§ **WHAT IS BEING ASKED**
Below are the records; pull every line that includes "mountain".

**** RECORDS SUPPLIED

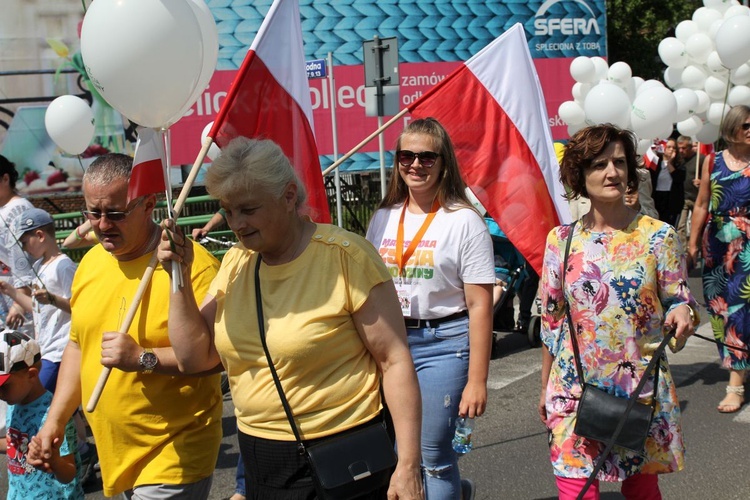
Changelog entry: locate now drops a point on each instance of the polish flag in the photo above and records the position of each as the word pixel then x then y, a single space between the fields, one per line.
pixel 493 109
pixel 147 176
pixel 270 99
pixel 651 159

********
**** RECORDS SUPPLIED

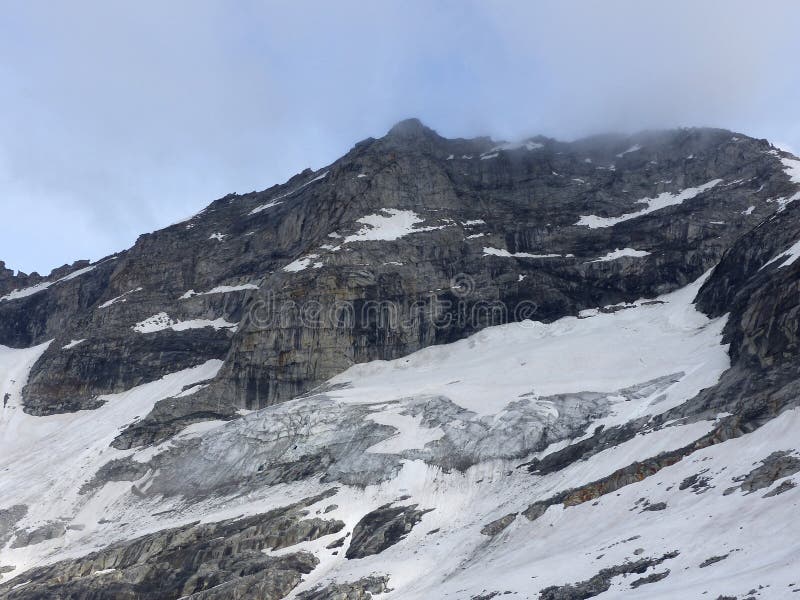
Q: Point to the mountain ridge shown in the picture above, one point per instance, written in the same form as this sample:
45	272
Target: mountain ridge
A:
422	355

********

§ **TASK RESULT**
Q: Point to the mountain ridge shown in the picture above, one point per instance, written in the same form as this sample:
Target: mountain ridge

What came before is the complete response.